AP Photo/Paul Sakuma
Eleven years ago.
  • Mike Murphy
By Mike Murphy

Technology editor

Published Last updated This article is more than 2 years old.

When the first iPhone was released, 11 years ago, the starting price was $499. At the time, the price was mocked by Apple’s competitors as being unrealistically high. Apple did pull the price back for devices on AT&T contracts for the next couple phones, while the iPhone was still exclusively on the US network, but you could still buy one outright for $499 t0 $599. That’s about half of what a new iPhone costs now.

Apple’s most recent phones are its most expensive ever, starting at $1,000, before you add in sales tax, protection coverage, and anything else you might need to use your new phone.

While the original phones may have seemed comically expensive to people at the time, we all know what happened. The iPhone turned Apple from a successful computer company to the most valuable business in the world, with the phones accounting for somewhere between half and two-thirds of Apple’s revenue in any given quarter for the next decade.

────

Challenges
- 1) According to the iPhone pricing article, are these statements true? (a) The first iPhone had a starting price of $499. (b) Apple's most recent phones start at $1,000 with sales tax included. (c) Apple's competitors called the original price a bargain. Answer yes or no for each, and quote the words that decide it.
- 2) How would you render this sentence from the iPhone pricing article in Spanish: "At the time, the price was mocked by Apple’s competitors as being unrealistically high."?
- 3) Can you carry the iPhone pricing article forward from its last sentence with one more paragraph?
The rows that come next are separate material, unrelated to the iPhone pricing article.

────

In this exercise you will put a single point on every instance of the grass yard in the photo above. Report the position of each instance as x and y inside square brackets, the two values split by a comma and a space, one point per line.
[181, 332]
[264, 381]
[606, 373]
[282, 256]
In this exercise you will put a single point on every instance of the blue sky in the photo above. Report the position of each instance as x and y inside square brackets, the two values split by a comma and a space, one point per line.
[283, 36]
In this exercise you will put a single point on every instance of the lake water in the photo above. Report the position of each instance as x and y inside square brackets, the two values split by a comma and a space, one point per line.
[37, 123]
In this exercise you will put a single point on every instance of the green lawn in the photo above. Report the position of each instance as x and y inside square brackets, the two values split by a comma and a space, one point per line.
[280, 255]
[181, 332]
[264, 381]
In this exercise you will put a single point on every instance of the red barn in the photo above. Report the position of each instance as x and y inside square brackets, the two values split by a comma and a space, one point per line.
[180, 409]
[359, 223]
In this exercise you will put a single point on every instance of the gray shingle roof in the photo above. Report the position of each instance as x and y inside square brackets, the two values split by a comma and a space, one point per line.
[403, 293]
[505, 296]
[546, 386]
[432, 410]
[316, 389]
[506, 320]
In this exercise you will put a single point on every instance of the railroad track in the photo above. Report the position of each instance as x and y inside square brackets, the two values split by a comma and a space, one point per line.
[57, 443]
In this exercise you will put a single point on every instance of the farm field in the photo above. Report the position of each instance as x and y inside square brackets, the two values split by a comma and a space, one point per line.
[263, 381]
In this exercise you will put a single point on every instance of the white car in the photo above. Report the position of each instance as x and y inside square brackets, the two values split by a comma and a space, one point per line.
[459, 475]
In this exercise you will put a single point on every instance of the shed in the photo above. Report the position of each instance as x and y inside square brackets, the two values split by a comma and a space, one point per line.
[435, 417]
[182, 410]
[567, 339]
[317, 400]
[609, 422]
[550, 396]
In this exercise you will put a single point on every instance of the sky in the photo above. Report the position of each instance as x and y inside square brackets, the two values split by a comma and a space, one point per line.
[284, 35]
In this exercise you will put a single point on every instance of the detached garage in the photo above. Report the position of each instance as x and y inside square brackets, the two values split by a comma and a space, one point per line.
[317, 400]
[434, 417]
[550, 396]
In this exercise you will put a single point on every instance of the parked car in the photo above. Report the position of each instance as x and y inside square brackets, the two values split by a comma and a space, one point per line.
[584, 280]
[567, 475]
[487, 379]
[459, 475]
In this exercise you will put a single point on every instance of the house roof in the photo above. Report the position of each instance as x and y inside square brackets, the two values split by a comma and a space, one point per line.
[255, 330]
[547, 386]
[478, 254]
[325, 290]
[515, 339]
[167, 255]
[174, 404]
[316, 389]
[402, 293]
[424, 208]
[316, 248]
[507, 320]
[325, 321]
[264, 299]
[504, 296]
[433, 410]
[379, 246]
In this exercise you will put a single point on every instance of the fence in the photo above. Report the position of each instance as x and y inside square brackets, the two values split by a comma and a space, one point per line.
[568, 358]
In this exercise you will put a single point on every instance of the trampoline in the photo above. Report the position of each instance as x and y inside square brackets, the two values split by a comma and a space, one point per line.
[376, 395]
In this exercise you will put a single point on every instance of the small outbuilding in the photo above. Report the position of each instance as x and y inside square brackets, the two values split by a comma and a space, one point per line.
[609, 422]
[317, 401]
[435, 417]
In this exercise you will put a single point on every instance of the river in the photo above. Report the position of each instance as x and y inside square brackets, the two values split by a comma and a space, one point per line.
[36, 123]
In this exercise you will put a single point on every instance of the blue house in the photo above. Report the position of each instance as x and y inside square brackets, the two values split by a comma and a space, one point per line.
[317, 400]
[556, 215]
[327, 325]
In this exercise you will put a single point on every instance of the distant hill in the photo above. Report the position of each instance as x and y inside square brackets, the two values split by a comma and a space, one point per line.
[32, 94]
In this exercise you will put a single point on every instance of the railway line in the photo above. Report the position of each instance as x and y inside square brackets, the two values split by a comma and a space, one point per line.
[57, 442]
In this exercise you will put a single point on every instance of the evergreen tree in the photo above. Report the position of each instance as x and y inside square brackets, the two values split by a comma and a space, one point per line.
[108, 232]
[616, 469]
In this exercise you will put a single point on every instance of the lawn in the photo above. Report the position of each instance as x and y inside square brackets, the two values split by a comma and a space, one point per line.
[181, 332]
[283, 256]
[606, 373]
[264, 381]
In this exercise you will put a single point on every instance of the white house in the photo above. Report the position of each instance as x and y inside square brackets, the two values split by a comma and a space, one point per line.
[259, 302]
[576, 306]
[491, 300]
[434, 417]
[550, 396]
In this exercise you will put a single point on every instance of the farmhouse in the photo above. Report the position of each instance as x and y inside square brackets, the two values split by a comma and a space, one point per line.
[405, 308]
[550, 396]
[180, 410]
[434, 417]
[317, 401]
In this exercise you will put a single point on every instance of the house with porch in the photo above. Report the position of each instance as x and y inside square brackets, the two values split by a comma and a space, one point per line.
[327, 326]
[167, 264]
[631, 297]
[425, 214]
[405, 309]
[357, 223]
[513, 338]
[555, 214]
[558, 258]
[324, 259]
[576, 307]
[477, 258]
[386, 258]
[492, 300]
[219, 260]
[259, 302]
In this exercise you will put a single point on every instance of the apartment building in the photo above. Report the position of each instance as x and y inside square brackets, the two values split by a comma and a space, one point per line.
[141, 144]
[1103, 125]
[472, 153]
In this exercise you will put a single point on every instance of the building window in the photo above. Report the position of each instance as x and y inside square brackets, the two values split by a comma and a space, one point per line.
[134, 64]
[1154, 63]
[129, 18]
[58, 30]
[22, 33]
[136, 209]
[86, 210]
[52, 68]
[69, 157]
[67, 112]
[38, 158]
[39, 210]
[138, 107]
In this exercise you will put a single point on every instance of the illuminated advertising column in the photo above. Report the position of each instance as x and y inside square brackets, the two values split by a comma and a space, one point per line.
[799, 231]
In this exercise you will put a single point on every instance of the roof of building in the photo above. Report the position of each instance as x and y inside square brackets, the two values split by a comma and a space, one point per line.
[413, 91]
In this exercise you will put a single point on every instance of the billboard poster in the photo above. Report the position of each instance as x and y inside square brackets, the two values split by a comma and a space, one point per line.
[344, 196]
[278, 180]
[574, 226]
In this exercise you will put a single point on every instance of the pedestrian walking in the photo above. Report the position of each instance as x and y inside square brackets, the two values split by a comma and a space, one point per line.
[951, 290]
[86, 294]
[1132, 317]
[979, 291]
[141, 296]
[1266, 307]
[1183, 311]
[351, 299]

────

Answers below
- 1)
(a) Yes: "the starting price was $499."
(b) No: "starting at $1,000, before you add in sales tax."
(c) No: "the price was mocked by Apple’s competitors as being unrealistically high."

- 2) En aquel momento, los competidores de Apple se burlaron del precio por considerarlo irrealmente alto.

- 3)
Recently, iPhones have dramatically increased in price, with the average cost of a phone the company sells now sitting at around $800, up from $650 just a couple years ago. Even after adjusting for inflation, no iPhone comes close to being as cheap in price as the 2007 original.

Of course, a new iPhone offers quite a bit more than its decade-old one sibling. The original iPhone came with a 2-megapixel camera (which couldn’t record video), 4 GB of storage, and a 3.5-inch display. The new iPhone Xs has two cameras (12 megapixels each), 54 GB of storage, and a 5.8-inch HD display.